9.3. リモートクライアントコネクション¶
リモートクライアントコネクションはSSL-VPN技術、および多要素認証基盤を利用して、Enterprise Cloud サービス上の仮想サーバーに対し、インターネット経由による安全な接続機能を提供するサービスです。
重要
リモートクライアントコネクションは、以下のデータセンターで提供されます。
- 日本(横浜第1データセンター/埼玉第1データセンター/関西1データセンター)
- 香港(Hong Kong Tai Po Data Center)
- シンガポール(Singapore Serangoon Data Center)
- アメリカ(San Jose Lundy Data Center)
- イギリス(Hemel Hempstead2 Data Center)
- タイ(Thailand Bangna Data Center)
- マレーシア(Malaysia Cyberjaya3 Data Center)
なお、お客様と弊社との間で契約した場合でのみ上記データセンターで提供されます。弊社現地法人と契約した場合は、RCCを提供できません。
注釈
- オンプレミス環境のサーバーにも、リモートクライアントコネクションを適用できます。
- リモートクライアントコネクションを利用するには、以下のサービスを申し込む必要があります。なお、申し込み内容については、弊社で指定します。

指示 1 »
リモートクライアントコネクションの説明によると、弊社現地法人と契約した場合はどうなりますか。

入力レコード »

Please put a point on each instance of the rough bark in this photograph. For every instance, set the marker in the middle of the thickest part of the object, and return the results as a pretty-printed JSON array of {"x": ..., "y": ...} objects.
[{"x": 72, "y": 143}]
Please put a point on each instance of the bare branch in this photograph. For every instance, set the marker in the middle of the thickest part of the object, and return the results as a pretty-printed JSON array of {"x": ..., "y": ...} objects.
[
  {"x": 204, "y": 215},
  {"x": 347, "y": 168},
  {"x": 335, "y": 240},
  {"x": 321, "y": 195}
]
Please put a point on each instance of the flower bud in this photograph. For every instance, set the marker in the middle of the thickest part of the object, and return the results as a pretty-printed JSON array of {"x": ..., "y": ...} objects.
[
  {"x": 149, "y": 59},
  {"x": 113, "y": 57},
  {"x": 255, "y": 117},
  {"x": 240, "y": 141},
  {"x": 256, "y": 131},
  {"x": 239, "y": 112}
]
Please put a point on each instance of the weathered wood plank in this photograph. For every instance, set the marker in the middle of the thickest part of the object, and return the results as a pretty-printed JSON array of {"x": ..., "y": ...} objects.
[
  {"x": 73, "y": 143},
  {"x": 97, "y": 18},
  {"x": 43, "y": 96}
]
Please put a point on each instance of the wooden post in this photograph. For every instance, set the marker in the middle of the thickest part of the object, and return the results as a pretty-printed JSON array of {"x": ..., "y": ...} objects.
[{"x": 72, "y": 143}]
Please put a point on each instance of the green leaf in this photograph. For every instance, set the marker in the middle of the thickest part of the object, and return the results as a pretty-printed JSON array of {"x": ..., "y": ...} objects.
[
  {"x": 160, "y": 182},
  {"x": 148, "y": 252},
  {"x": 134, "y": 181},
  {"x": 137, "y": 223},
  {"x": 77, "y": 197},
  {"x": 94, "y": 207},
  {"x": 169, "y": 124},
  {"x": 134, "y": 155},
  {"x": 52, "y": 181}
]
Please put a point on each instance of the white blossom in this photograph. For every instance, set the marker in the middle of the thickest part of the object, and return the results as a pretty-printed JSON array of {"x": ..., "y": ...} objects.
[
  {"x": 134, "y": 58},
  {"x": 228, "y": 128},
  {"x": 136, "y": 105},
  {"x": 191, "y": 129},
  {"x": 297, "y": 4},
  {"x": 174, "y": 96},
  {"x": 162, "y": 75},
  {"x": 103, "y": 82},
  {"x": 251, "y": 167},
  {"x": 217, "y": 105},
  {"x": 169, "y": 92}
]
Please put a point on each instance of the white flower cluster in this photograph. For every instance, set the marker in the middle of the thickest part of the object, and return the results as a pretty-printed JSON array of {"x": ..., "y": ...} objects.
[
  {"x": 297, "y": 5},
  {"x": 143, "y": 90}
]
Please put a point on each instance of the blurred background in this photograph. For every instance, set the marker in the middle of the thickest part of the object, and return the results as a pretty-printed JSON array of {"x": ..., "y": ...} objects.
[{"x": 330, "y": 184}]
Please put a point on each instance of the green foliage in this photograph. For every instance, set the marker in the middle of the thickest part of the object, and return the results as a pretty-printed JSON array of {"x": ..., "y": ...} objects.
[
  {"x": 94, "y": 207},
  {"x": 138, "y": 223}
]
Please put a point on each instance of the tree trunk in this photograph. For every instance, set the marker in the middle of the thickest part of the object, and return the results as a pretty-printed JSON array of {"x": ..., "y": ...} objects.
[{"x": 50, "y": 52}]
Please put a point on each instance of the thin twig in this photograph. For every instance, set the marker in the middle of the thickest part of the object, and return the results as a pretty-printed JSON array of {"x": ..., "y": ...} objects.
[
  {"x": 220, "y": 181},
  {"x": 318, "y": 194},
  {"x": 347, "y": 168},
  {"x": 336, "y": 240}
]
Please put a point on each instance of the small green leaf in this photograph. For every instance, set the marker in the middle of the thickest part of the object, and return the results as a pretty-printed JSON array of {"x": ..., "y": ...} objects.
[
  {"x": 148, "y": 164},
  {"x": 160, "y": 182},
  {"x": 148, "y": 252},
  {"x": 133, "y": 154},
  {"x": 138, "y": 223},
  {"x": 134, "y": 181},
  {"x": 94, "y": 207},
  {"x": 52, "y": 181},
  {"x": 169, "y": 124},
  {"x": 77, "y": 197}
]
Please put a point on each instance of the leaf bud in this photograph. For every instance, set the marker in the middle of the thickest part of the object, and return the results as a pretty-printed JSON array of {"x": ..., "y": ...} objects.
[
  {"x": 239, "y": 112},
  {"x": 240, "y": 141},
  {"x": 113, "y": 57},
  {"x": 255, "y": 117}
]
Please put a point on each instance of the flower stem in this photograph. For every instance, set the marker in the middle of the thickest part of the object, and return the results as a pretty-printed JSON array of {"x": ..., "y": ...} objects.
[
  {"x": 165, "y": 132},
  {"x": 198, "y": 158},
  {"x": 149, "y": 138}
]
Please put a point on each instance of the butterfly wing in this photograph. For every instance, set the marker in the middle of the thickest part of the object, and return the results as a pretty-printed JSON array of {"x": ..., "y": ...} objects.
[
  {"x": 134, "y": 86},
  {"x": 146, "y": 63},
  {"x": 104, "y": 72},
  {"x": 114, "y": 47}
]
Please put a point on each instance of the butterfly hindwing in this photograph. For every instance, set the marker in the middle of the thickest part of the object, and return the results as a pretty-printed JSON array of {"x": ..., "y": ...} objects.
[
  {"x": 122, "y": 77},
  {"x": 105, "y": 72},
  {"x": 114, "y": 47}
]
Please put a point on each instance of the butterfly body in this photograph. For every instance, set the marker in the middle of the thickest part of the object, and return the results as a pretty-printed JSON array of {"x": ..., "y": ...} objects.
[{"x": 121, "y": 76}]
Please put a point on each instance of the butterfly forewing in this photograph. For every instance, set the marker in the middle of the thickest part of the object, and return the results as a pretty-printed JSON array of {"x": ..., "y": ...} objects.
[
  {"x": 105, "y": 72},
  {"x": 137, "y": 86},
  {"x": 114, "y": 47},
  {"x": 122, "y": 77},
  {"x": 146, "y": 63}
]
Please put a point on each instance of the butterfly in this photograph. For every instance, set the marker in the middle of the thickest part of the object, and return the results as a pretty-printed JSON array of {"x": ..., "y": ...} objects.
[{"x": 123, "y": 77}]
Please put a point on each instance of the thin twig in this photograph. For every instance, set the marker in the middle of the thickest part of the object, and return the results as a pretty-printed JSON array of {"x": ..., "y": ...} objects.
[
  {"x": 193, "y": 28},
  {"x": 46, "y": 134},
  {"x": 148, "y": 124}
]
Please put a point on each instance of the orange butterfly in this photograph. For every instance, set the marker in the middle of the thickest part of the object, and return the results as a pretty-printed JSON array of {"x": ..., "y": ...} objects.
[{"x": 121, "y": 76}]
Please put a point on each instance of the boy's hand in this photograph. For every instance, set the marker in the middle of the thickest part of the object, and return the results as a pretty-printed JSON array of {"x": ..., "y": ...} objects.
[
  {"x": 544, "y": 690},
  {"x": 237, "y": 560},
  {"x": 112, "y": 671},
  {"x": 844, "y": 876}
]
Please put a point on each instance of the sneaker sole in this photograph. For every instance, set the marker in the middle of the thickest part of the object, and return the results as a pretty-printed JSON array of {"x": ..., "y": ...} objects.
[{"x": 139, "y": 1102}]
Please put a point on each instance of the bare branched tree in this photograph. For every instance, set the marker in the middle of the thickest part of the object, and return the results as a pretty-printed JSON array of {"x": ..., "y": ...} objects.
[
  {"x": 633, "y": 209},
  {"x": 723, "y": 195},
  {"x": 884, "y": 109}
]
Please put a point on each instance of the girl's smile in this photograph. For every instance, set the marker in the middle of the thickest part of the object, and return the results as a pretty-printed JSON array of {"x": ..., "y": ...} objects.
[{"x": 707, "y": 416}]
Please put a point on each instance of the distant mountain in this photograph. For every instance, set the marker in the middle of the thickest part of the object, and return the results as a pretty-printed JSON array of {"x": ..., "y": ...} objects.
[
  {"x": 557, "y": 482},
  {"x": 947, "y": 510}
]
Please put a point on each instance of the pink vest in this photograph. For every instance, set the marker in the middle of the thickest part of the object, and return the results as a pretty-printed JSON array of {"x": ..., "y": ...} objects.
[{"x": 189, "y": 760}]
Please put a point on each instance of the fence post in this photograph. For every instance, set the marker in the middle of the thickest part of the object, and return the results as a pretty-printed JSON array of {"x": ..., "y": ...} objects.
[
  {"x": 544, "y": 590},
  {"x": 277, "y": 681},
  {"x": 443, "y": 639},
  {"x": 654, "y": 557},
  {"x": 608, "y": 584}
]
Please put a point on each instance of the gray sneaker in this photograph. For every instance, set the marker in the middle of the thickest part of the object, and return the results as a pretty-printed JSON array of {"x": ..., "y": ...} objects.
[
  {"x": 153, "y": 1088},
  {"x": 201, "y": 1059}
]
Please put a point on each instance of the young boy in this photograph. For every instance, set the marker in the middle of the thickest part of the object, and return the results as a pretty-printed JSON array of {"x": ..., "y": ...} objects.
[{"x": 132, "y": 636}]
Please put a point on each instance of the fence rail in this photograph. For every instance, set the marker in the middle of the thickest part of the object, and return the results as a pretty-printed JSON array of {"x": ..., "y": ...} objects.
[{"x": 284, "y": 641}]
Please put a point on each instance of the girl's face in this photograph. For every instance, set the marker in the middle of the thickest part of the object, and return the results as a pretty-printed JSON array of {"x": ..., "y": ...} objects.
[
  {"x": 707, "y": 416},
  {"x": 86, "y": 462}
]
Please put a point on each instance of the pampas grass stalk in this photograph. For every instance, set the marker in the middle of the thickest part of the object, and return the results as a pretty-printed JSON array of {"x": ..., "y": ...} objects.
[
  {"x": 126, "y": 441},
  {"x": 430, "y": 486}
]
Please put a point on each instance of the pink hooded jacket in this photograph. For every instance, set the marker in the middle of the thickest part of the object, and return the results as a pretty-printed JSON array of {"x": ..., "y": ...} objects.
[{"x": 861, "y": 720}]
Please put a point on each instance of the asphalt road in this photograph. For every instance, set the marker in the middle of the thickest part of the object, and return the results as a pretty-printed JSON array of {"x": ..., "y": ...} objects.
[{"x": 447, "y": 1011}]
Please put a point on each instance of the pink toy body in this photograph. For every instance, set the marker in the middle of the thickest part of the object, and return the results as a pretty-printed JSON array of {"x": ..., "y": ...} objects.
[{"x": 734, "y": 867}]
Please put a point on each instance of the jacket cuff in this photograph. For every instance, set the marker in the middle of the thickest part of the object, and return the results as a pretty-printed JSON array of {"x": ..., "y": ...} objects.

指示 2 »
レコードの「Please put a point on each instance of the fence rail」を含む行から最後の行までを、「thickest part」を「widest part」に置き換えて修正してください。それ以外は一切変えず、この範囲の行だけを出力してください。

回答 1 »
RCCを提供できません。

回答 2 »
Please put a point on each instance of the fence rail in this photograph. For every instance, set the marker in the middle of the widest part of the object, and return the results as a pretty-printed JSON array of {"x": ..., "y": ...} objects.
[{"x": 284, "y": 641}]
Please put a point on each instance of the girl's face in this photograph. For every instance, set the marker in the middle of the widest part of the object, and return the results as a pretty-printed JSON array of {"x": ..., "y": ...} objects.
[
  {"x": 707, "y": 416},
  {"x": 86, "y": 462}
]
Please put a point on each instance of the pampas grass stalk in this photograph. For every instance, set the marker in the middle of the widest part of the object, and return the results as a pretty-printed JSON array of {"x": ..., "y": ...} objects.
[
  {"x": 126, "y": 441},
  {"x": 430, "y": 486}
]
Please put a point on each instance of the pink hooded jacket in this photograph. For every instance, set the marker in the middle of the widest part of the object, and return the results as a pretty-printed JSON array of {"x": ..., "y": ...} objects.
[{"x": 861, "y": 720}]
Please put a point on each instance of the asphalt road in this photograph. For every instance, set the marker in the middle of the widest part of the object, and return the results as a pretty-printed JSON array of {"x": ..., "y": ...} objects.
[{"x": 447, "y": 1011}]
Please put a point on each instance of the pink toy body in this photograph. For every instance, set the marker in the middle of the widest part of the object, and return the results as a pretty-printed JSON array of {"x": ..., "y": ...} objects.
[{"x": 734, "y": 867}]
Please put a point on each instance of the jacket cuff in this photograph. For every instance, set the marker in the middle of the widest part of the object, and return the results as a pretty-printed JSON array of {"x": ..., "y": ...} objects.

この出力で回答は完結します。